● **TASK STATEMENT**:
Reproduce all entries precisely, down to the last character.

● **Stored items from a collection**:
——————
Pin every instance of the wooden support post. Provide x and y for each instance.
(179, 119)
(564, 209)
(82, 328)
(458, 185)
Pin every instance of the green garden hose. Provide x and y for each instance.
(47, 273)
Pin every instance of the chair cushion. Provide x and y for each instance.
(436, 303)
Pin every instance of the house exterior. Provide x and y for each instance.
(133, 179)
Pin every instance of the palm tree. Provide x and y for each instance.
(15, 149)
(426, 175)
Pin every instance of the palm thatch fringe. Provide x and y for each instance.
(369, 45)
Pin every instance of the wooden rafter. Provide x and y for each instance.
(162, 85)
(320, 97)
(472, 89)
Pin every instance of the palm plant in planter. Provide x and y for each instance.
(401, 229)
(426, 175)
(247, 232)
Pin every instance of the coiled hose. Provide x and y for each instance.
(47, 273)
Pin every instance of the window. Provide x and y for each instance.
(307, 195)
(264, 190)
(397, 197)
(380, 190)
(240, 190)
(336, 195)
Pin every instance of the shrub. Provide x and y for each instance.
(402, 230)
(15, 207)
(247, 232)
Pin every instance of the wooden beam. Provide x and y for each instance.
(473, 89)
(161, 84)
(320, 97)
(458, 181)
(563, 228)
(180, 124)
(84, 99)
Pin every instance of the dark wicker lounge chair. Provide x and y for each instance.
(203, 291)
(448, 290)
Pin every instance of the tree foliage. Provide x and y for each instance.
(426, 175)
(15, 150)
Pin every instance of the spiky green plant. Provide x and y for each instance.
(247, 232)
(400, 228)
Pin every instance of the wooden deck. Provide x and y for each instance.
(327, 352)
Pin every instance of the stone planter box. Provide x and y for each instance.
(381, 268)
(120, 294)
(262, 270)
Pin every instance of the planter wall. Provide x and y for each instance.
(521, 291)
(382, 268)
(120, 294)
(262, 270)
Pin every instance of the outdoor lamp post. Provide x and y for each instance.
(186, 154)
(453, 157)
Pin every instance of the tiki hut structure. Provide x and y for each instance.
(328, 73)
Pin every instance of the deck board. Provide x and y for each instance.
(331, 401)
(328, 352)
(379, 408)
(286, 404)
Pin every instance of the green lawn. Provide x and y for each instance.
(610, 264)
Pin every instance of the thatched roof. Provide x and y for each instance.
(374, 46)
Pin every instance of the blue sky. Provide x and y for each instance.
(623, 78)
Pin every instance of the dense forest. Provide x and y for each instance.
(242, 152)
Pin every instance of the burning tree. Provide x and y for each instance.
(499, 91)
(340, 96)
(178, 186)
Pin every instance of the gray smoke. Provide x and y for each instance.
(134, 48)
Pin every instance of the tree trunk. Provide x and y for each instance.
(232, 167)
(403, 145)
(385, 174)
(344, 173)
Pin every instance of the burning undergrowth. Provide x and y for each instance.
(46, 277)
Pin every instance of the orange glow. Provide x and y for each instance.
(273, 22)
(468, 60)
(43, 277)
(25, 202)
——————
● **RESULT OF THE EXERCISE**:
Pin every instance of the wooden support post. Provide x and y for each instance.
(179, 119)
(564, 209)
(82, 328)
(458, 185)
Pin every instance of the green garden hose. Provide x and y for each instance.
(47, 273)
Pin every instance of the chair cushion. Provide x and y for each instance.
(436, 303)
Pin every instance of the house exterior. Provide x and y for each instance.
(133, 179)
Pin every instance of the palm tree. Provide x and y for each instance.
(15, 149)
(426, 175)
Pin every instance of the palm thatch fringe. Provide x and y for each instance.
(369, 45)
Pin every instance of the wooden rafter. Provide x and y for each instance.
(162, 85)
(320, 97)
(472, 89)
Pin every instance of the palm plant in planter. Provide x and y for each instance.
(401, 229)
(426, 175)
(247, 232)
Pin every instance of the coiled hose. Provide x and y for each instance.
(47, 273)
Pin every instance of the window. Provide x and y for each instance.
(307, 195)
(264, 190)
(397, 197)
(380, 190)
(240, 190)
(336, 195)
Pin every instance of the shrub. Provide x and y for each instance.
(402, 230)
(15, 207)
(247, 232)
Pin every instance of the wooden beam. Provide x and y for each instance.
(473, 89)
(161, 84)
(320, 97)
(458, 181)
(563, 228)
(180, 124)
(84, 99)
Pin every instance of the dark wicker lounge chair. Provide x and y for each instance.
(203, 291)
(448, 290)
Pin every instance of the tree foliage. Provide x and y for each instance.
(426, 175)
(15, 150)
Pin every instance of the spiky green plant. Provide x and y for each instance.
(247, 232)
(400, 228)
Pin every instance of the wooden deck. Provide x and y for each instance.
(327, 352)
Pin every instance of the stone planter box. Provide x and y for each instance.
(381, 268)
(120, 294)
(262, 270)
Pin every instance of the planter wall. Provide x and y for each instance.
(521, 291)
(382, 268)
(120, 294)
(262, 270)
Pin every instance of the outdoor lamp post. Provide x and y for each instance.
(186, 154)
(453, 157)
Pin every instance of the tiki hut structure. Provide x and y for each instance.
(328, 73)
Pin every instance of the deck board. Provide x and y for each instance.
(331, 401)
(328, 352)
(379, 408)
(286, 404)
Pin every instance of the green lawn. Provide x and y for each instance.
(610, 264)
Pin every instance of the thatched roof. Provide x and y for each instance.
(374, 46)
Pin every instance of the blue sky. Provide x and y for each instance.
(623, 78)
Pin every instance of the dense forest. Provide x and y for each instance.
(242, 152)
Pin every instance of the burning tree. Provide x and y for each instance.
(499, 91)
(340, 96)
(178, 186)
Pin every instance of the gray smoke. Provide x and y for each instance.
(134, 48)
Pin every instance of the tree trunk. Provide x and y for each instance.
(232, 167)
(403, 145)
(385, 174)
(344, 173)
Pin every instance of the burning undergrowth. Provide x and y for each instance.
(46, 277)
Pin every instance of the orange glow. Provide x and y for each instance.
(273, 22)
(468, 60)
(43, 277)
(25, 202)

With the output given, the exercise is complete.